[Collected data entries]

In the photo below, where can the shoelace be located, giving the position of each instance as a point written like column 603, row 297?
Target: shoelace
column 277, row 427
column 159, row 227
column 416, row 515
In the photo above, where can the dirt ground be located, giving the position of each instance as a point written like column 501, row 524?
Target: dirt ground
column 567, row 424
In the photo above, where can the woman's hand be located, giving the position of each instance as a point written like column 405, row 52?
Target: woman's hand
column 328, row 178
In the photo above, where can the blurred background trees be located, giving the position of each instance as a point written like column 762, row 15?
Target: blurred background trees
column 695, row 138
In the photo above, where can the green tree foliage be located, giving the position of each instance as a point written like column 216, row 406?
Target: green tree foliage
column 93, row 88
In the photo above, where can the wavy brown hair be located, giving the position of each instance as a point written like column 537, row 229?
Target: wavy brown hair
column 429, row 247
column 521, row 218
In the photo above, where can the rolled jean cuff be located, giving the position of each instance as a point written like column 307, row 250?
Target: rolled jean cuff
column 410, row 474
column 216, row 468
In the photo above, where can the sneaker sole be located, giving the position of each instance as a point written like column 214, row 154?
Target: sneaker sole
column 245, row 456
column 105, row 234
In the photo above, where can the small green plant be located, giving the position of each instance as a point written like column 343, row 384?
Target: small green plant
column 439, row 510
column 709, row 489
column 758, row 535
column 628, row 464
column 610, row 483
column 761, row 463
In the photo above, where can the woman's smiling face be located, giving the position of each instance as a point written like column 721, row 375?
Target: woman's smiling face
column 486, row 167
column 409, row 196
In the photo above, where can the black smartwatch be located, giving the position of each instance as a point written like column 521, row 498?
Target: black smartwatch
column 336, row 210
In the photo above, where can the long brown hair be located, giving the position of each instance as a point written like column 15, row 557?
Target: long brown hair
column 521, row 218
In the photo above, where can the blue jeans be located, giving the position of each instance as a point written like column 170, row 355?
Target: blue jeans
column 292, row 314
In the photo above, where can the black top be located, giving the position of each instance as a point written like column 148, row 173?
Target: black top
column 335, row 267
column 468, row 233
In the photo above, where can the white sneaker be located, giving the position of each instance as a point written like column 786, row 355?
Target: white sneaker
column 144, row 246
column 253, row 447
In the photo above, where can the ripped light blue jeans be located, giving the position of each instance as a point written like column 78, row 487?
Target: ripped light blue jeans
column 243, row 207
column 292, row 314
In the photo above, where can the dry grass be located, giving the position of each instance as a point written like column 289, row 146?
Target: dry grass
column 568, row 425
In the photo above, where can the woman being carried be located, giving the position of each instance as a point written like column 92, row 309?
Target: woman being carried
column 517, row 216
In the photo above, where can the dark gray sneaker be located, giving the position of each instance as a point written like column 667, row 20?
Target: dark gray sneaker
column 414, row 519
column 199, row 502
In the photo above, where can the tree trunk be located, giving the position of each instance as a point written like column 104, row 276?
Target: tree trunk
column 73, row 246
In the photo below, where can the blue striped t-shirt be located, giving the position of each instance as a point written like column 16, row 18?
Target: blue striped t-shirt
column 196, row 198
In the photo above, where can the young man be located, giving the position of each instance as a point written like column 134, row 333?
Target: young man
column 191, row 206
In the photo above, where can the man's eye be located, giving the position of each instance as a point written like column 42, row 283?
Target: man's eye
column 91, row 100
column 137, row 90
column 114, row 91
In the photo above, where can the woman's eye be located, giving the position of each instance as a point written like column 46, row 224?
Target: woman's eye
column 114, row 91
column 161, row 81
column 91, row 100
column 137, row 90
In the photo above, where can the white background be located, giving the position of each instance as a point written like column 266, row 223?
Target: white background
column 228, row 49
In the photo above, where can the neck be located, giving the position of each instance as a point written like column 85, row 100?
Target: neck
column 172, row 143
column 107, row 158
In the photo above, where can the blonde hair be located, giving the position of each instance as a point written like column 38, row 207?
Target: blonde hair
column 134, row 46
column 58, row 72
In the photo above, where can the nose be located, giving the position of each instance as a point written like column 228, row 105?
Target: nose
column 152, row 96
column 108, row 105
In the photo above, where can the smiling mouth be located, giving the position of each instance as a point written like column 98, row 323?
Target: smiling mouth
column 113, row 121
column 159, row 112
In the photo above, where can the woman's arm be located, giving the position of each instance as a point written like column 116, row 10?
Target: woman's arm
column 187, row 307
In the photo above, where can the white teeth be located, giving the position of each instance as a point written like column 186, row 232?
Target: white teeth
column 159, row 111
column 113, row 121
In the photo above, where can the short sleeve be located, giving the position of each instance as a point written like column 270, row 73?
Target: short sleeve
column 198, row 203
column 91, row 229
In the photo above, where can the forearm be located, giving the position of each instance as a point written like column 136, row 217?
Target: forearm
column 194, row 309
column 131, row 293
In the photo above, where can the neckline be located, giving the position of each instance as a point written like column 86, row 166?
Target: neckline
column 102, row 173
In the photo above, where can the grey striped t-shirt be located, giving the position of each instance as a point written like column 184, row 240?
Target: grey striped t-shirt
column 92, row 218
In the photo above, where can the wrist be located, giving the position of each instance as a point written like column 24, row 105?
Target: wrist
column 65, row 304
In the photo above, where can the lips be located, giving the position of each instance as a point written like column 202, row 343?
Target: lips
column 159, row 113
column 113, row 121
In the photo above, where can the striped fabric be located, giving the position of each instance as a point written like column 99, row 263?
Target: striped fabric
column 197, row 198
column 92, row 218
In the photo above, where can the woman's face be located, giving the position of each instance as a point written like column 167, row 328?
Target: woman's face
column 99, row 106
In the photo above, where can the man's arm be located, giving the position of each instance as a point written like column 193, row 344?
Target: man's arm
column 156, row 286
--
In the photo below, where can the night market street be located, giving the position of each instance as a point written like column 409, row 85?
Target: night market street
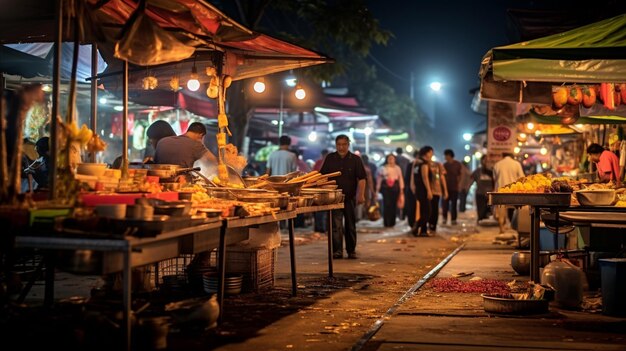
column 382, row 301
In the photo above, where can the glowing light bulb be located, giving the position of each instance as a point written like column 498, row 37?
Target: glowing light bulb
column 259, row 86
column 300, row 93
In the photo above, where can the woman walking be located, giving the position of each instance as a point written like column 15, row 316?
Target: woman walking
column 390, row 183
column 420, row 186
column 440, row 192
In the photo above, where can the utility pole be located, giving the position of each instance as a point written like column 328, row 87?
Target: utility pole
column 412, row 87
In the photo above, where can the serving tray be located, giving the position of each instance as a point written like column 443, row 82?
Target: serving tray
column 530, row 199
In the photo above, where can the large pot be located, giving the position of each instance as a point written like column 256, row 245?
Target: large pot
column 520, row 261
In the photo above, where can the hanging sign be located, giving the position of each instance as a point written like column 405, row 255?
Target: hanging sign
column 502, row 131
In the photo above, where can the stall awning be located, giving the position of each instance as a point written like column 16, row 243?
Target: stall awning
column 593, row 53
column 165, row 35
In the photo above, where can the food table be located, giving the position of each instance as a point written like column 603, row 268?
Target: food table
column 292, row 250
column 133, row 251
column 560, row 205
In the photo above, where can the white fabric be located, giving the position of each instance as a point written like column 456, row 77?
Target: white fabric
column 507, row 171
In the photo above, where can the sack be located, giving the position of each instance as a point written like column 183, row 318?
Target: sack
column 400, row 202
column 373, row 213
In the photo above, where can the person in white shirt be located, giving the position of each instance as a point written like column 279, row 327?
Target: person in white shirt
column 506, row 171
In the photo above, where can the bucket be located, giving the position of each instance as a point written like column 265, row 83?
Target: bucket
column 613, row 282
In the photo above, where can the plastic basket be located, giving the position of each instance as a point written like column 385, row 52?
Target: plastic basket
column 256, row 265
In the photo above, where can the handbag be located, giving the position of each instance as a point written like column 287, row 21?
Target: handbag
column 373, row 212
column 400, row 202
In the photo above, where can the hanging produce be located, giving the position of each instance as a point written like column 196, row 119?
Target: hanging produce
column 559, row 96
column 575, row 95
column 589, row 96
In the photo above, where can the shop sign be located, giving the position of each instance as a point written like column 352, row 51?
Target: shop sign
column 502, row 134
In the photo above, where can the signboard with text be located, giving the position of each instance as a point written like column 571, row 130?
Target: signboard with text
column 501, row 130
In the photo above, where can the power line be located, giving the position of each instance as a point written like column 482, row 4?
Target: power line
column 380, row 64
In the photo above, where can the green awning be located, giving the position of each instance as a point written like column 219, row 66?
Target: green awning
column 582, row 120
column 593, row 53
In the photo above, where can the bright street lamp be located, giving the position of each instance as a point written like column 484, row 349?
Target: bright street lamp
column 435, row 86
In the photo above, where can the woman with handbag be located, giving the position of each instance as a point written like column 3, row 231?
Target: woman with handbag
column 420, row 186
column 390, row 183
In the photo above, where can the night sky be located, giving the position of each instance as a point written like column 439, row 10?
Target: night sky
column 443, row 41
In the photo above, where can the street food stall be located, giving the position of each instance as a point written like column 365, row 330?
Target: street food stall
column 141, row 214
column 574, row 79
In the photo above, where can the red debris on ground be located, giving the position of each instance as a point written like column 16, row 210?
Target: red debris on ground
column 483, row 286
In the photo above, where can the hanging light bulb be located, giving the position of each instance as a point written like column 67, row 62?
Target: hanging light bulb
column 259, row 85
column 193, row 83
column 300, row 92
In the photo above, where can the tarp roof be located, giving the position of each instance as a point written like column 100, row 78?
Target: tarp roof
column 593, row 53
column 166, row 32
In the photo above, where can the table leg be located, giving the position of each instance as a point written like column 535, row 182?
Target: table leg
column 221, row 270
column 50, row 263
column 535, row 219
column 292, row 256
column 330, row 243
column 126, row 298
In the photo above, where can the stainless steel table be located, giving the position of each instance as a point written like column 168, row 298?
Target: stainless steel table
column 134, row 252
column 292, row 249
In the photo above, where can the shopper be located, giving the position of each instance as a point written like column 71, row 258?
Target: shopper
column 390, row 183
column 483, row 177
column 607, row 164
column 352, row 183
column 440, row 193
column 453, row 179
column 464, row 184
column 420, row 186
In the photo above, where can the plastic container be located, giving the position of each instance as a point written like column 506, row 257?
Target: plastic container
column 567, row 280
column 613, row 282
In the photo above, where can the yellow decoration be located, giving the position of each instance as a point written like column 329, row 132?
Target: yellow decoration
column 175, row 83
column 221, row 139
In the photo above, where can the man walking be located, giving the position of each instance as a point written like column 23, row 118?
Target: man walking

_What you should do_. Transcribe, exactly and without additions, the lines of the records above, beginning with the line that contains "In the photo above, where can the yellow" and ending with the line that contains "Target: man walking", both included.

_Solution for this exercise_.
In the photo above, where can the yellow decoration be located, giving the position of each instance as a point written like column 329, row 132?
Target: yellow decoration
column 175, row 83
column 221, row 139
In the photo above, where can the man walking be located, giving the position of each instance as a point written like column 23, row 118?
Target: man walking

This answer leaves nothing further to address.